[Begin Extracted data]

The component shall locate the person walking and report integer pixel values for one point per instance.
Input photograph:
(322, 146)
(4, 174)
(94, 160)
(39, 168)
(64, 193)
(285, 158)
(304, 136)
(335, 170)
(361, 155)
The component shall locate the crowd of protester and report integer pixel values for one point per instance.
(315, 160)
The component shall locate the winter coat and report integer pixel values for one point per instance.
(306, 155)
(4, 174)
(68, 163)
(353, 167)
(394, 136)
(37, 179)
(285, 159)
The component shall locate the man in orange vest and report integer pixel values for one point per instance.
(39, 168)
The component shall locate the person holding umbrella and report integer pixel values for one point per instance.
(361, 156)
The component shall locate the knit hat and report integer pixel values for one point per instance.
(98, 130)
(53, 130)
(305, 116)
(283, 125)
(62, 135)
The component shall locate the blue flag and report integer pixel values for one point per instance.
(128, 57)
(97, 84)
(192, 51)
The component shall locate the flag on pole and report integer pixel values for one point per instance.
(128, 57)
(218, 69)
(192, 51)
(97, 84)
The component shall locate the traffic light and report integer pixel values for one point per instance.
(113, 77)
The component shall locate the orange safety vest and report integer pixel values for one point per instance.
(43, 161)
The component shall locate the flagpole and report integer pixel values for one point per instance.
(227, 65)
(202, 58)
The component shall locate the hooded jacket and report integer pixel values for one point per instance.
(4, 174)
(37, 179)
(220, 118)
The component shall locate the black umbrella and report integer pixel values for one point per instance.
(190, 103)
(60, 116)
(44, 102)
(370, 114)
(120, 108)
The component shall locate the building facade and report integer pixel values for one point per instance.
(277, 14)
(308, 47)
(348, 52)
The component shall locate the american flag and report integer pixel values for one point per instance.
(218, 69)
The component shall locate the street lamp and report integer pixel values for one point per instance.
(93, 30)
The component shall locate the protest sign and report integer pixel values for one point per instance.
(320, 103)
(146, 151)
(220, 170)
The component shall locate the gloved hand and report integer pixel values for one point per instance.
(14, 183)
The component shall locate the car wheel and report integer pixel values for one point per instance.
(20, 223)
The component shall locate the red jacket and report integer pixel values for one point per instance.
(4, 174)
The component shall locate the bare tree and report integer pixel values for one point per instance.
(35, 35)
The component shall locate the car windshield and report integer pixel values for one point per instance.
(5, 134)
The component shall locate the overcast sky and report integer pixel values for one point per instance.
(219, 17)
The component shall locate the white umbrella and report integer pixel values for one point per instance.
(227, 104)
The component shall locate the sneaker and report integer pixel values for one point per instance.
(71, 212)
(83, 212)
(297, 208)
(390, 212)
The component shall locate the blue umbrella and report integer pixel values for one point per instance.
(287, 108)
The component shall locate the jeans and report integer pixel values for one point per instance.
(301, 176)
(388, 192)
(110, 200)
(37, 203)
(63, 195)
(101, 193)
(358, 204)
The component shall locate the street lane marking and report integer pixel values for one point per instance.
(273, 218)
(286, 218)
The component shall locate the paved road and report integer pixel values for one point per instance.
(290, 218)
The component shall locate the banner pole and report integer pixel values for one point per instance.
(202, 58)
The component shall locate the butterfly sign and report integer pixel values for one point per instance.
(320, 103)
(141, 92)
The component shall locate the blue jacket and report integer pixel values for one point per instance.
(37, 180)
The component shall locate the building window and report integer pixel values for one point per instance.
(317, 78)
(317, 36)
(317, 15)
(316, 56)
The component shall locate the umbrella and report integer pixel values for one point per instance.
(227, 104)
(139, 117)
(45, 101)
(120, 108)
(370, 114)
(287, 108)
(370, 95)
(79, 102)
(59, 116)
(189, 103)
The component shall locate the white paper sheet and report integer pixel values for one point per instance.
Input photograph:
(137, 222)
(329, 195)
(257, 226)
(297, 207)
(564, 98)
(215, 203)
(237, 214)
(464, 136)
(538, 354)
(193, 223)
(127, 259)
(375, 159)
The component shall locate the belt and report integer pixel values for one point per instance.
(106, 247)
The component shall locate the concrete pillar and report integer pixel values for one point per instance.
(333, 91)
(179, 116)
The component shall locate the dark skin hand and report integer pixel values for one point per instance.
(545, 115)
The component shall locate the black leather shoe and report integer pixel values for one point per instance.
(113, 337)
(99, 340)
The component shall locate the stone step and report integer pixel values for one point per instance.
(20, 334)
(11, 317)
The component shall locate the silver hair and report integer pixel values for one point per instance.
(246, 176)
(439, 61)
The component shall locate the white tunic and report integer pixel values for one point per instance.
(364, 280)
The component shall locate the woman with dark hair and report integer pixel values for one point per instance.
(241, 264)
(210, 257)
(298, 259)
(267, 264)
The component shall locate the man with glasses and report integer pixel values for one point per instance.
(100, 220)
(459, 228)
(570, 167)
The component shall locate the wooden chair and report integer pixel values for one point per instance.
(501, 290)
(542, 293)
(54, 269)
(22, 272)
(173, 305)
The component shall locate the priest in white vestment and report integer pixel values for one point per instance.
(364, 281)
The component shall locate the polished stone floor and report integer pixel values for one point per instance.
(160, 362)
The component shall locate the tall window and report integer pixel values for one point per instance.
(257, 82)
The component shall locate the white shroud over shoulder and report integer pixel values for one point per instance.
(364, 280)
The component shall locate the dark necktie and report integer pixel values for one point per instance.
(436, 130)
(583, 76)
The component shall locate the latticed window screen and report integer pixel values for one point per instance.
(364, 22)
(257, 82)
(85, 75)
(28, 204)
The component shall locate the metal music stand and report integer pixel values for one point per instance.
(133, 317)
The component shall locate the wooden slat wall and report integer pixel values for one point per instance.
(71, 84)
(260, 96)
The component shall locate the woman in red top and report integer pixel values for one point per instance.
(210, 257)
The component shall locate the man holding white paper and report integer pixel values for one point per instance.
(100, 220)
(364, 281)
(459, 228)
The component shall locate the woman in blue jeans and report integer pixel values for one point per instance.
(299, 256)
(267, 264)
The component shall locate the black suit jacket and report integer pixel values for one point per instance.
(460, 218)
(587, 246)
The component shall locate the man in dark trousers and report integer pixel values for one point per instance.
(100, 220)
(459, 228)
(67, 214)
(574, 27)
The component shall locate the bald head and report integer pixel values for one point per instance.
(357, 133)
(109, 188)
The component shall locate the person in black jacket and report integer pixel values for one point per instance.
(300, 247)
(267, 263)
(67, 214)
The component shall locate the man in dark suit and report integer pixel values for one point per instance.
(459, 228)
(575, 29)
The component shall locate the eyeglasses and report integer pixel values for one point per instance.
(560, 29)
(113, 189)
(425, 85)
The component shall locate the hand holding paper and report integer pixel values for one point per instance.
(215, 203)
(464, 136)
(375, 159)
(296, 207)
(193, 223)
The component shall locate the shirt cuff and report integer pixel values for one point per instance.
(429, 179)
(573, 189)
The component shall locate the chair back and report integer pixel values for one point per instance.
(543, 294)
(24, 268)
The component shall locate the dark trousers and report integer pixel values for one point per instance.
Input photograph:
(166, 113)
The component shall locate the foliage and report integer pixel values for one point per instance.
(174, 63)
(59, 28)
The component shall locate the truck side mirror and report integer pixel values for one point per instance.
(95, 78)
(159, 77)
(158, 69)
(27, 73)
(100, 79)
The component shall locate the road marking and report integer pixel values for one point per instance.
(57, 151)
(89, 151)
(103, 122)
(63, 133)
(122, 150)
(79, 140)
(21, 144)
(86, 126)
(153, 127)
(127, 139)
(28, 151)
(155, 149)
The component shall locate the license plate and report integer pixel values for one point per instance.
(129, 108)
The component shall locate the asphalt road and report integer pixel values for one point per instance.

[End Extracted data]

> What the exercise asks: Copy the listing above word for word, starting at the line that contains "The component shall locate the road" and continuing through the end of the listing.

> Response for this exercise:
The component shall locate the road marking and report integer pixel values for one point per instance.
(57, 151)
(89, 151)
(103, 122)
(63, 133)
(122, 150)
(79, 140)
(21, 144)
(86, 126)
(153, 127)
(127, 139)
(28, 151)
(155, 149)
The component shall locate the license plate and report integer pixel values for one point per instance.
(129, 108)
The component shall locate the asphalt road and report integer pixel values for one point per instance.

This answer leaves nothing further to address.